Instructions to follow: Find every line below that contains the word "shrimp", with case counting, and copy each of those lines in full.

___ Supplied records ___

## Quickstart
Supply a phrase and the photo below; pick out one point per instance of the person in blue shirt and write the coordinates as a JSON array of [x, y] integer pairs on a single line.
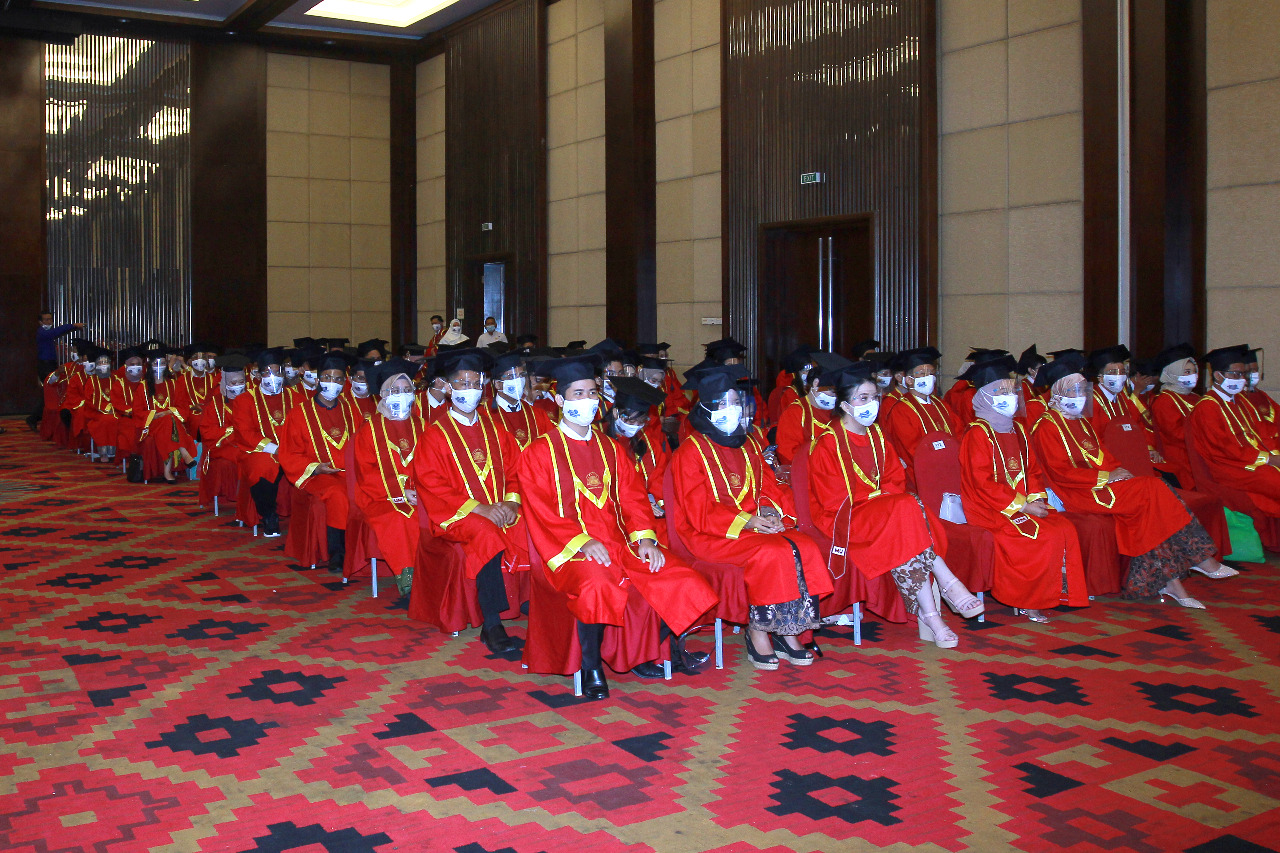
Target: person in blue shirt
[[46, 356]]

___
___ Supplied records ___

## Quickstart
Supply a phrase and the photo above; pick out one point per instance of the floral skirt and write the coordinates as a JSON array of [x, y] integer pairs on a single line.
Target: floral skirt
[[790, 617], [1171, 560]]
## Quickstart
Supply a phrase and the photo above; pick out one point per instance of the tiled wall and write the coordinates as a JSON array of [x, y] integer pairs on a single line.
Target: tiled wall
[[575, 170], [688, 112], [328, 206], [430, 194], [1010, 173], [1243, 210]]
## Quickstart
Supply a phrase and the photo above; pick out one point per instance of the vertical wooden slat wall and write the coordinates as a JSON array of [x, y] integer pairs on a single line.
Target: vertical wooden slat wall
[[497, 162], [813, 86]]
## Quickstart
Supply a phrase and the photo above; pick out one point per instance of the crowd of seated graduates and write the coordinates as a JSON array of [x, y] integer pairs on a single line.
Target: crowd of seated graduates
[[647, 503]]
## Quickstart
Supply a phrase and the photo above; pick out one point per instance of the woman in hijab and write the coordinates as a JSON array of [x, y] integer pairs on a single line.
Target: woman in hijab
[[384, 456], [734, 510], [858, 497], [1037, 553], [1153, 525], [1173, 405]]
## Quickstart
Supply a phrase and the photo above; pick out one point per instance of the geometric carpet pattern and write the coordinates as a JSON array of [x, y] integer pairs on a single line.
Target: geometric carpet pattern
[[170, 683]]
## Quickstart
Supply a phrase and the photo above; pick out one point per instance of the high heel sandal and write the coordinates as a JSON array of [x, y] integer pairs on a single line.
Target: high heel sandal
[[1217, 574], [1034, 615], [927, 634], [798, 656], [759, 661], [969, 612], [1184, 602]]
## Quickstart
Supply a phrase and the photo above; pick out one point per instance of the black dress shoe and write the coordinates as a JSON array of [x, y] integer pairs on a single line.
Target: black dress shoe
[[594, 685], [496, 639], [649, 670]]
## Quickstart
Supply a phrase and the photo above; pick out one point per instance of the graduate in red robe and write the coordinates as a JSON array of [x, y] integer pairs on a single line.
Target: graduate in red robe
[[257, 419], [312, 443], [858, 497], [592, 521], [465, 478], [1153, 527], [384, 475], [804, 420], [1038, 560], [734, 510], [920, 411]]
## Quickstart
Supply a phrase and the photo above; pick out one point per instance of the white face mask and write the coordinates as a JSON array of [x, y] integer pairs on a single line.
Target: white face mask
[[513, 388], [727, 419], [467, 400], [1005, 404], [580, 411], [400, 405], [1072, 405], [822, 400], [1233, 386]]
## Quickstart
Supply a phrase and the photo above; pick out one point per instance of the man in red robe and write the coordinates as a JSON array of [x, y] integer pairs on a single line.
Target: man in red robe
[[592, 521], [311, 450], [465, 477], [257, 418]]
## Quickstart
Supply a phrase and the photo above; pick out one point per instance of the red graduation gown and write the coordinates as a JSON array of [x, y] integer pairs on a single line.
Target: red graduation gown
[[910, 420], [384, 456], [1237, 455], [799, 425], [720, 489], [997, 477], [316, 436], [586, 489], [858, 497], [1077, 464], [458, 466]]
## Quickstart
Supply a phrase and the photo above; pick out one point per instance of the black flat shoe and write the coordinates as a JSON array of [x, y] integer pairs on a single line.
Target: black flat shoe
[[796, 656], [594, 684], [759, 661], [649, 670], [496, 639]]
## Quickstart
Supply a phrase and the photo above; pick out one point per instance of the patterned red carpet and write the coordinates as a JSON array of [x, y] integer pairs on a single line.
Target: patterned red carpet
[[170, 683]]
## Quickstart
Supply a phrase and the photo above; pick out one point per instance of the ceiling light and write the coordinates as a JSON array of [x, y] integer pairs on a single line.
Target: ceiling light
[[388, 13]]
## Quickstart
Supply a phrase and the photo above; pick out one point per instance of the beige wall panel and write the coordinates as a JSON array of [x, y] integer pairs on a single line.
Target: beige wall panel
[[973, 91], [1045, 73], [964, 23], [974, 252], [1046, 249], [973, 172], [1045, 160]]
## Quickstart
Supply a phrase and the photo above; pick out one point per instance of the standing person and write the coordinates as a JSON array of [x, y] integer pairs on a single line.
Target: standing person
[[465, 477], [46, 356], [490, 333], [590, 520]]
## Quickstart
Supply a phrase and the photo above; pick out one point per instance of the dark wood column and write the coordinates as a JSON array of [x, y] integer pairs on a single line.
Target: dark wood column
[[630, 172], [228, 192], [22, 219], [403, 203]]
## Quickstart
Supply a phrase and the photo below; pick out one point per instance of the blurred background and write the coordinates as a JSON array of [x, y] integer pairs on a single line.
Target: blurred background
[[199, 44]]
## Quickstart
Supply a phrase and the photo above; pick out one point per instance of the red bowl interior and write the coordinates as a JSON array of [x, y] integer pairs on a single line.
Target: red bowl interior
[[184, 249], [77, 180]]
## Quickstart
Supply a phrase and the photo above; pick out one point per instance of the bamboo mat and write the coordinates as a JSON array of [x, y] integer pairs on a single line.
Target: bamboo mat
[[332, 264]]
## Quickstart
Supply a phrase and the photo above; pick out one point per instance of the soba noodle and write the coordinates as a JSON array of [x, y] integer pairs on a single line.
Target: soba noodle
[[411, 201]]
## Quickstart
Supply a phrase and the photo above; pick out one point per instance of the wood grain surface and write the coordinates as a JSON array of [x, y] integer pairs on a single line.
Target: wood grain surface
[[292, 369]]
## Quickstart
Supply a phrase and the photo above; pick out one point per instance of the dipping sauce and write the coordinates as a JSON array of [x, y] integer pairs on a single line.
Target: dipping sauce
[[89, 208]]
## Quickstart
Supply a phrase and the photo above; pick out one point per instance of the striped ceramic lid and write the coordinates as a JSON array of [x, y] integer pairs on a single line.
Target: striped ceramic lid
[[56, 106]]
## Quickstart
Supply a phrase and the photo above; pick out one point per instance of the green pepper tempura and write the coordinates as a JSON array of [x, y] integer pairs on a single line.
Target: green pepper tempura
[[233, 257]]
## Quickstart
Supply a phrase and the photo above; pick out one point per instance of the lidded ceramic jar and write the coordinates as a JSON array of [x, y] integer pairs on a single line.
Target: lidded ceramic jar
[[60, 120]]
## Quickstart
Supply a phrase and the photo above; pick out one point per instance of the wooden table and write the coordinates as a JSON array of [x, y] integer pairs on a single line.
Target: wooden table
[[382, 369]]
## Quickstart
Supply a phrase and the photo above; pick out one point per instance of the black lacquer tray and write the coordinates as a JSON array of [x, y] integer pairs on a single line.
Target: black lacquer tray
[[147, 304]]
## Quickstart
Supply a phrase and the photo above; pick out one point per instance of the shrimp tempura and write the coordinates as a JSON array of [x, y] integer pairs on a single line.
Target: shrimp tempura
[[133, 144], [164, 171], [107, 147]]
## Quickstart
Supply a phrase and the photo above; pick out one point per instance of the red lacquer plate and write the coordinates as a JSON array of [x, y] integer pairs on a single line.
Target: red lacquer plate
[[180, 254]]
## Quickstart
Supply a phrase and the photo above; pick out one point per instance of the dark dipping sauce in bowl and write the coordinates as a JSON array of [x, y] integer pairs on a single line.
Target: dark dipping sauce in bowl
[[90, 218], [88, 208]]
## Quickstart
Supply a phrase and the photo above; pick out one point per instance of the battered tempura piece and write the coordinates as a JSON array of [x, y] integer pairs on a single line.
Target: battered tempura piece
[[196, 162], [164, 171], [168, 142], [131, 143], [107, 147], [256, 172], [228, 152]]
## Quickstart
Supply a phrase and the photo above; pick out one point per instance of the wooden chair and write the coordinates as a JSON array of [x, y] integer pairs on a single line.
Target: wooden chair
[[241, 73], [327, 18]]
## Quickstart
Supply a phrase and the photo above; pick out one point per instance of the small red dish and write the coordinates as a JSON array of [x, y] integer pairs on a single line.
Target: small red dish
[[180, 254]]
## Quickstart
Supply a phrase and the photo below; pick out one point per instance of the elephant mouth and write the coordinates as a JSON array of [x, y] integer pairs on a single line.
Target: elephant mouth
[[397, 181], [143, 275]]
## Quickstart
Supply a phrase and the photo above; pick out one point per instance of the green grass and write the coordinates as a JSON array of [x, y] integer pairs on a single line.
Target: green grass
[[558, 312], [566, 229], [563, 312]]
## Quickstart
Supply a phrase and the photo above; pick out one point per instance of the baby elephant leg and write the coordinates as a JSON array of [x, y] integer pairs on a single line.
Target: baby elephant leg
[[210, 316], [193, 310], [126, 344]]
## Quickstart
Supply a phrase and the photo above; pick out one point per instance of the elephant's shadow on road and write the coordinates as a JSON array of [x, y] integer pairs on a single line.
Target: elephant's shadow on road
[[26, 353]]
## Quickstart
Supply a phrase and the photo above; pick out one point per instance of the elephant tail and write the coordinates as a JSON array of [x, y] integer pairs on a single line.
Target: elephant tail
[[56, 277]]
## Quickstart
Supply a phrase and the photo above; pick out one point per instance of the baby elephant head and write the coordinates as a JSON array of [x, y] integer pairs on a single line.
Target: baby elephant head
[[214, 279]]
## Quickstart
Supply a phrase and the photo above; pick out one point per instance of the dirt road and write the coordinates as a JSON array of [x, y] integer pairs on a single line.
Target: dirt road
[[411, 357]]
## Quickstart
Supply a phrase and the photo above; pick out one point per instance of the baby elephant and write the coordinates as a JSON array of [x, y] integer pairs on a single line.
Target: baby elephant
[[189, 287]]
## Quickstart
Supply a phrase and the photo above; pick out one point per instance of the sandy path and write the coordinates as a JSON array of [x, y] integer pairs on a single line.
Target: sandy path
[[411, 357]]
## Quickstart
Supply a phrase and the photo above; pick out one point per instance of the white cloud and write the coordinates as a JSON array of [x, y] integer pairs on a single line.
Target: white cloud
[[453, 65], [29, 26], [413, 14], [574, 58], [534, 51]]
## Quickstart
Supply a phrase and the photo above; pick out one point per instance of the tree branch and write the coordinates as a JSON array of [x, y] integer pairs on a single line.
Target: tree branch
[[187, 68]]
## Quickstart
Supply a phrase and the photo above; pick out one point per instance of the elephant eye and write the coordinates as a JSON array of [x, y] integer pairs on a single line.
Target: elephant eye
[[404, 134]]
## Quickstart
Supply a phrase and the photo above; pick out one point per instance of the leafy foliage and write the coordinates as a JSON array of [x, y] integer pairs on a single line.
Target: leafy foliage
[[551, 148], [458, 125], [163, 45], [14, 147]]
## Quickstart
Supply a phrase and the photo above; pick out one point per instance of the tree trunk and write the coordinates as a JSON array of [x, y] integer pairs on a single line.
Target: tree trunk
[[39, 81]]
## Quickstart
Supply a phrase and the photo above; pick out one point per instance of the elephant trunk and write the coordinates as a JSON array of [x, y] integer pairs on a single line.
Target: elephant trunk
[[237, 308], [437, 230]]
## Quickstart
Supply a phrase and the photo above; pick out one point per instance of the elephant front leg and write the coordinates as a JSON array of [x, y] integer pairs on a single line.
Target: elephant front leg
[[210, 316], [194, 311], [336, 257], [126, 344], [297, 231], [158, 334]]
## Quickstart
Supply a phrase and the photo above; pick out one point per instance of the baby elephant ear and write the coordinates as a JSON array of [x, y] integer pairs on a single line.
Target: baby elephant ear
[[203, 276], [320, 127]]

___
___ Supplied records ___

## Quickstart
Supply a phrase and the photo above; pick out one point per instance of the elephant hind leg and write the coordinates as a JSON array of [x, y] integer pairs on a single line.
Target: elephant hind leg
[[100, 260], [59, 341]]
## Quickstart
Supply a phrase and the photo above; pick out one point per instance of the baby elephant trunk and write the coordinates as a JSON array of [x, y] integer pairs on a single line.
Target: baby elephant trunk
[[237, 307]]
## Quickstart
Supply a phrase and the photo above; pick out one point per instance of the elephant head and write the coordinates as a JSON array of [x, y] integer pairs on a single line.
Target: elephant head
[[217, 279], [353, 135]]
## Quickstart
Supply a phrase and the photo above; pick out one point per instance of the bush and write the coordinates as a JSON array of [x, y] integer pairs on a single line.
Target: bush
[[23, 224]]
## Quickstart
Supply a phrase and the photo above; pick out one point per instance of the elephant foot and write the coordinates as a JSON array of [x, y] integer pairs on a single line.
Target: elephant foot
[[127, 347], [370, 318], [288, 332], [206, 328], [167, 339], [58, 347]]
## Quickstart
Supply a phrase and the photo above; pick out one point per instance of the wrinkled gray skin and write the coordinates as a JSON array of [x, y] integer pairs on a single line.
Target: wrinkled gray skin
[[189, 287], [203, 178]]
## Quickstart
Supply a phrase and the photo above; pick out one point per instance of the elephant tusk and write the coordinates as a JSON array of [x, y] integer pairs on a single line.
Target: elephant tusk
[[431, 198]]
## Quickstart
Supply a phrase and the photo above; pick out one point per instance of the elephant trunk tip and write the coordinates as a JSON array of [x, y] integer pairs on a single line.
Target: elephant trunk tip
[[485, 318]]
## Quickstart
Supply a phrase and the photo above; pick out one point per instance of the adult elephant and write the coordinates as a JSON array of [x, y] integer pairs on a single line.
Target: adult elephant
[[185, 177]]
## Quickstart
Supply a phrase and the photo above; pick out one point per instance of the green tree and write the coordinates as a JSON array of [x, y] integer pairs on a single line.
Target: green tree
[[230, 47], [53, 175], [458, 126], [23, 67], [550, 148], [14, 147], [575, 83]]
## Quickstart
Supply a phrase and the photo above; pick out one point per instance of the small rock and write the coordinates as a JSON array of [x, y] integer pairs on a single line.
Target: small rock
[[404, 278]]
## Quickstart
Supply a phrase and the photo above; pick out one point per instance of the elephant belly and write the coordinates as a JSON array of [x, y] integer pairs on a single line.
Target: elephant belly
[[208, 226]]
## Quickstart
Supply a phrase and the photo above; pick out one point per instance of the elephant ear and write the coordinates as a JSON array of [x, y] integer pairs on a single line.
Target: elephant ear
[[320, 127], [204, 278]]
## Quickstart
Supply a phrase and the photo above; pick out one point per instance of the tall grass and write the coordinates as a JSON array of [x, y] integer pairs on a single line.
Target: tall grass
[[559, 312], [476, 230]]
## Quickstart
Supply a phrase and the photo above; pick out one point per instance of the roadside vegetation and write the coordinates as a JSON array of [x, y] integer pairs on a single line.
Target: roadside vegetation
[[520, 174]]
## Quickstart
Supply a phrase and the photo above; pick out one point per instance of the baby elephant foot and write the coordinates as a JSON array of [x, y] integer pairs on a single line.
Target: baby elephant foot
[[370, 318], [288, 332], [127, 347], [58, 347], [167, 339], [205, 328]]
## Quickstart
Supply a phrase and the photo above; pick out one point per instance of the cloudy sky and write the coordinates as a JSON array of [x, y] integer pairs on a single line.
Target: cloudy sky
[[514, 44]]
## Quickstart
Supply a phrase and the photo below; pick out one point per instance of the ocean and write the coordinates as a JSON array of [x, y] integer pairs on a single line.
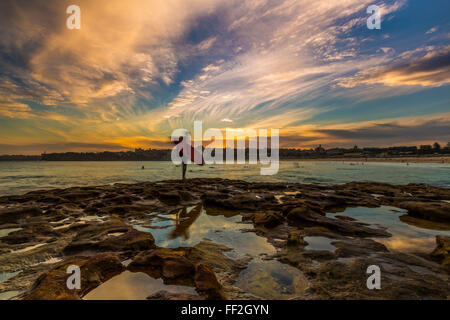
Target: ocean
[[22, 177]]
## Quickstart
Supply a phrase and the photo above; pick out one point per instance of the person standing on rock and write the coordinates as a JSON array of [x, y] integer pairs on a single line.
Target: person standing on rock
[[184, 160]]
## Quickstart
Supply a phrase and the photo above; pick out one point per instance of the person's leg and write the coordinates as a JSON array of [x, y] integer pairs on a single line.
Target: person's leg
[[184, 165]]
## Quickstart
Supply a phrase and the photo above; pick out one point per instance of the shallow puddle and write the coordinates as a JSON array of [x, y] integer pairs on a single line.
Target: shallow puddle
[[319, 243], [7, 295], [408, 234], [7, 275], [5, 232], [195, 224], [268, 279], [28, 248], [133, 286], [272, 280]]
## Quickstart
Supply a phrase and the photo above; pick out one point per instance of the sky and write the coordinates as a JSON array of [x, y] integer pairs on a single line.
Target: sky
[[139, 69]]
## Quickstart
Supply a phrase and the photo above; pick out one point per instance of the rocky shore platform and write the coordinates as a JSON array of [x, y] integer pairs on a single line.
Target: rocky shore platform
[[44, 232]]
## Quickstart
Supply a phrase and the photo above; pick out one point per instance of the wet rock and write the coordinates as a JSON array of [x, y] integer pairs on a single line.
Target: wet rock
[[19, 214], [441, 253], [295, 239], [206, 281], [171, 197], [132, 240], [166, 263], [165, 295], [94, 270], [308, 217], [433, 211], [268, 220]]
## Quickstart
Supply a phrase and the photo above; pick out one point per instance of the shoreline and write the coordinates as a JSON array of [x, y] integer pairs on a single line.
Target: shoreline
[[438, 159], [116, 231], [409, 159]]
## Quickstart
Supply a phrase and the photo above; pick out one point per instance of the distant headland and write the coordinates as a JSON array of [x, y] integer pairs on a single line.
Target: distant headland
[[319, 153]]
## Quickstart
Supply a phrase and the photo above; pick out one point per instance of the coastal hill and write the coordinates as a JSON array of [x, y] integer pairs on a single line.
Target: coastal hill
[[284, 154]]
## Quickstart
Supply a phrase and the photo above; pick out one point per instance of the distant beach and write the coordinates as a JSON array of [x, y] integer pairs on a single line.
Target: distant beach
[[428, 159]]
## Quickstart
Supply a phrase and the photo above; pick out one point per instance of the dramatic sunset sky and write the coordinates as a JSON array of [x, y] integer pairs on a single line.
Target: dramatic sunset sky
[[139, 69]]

___

The solution:
Supply a phrase and the photo above; pick out one point per instance of the shrimp tempura and write the coordinates as a JSON array of [x, y] integer pairs on a single line.
Target: shrimp tempura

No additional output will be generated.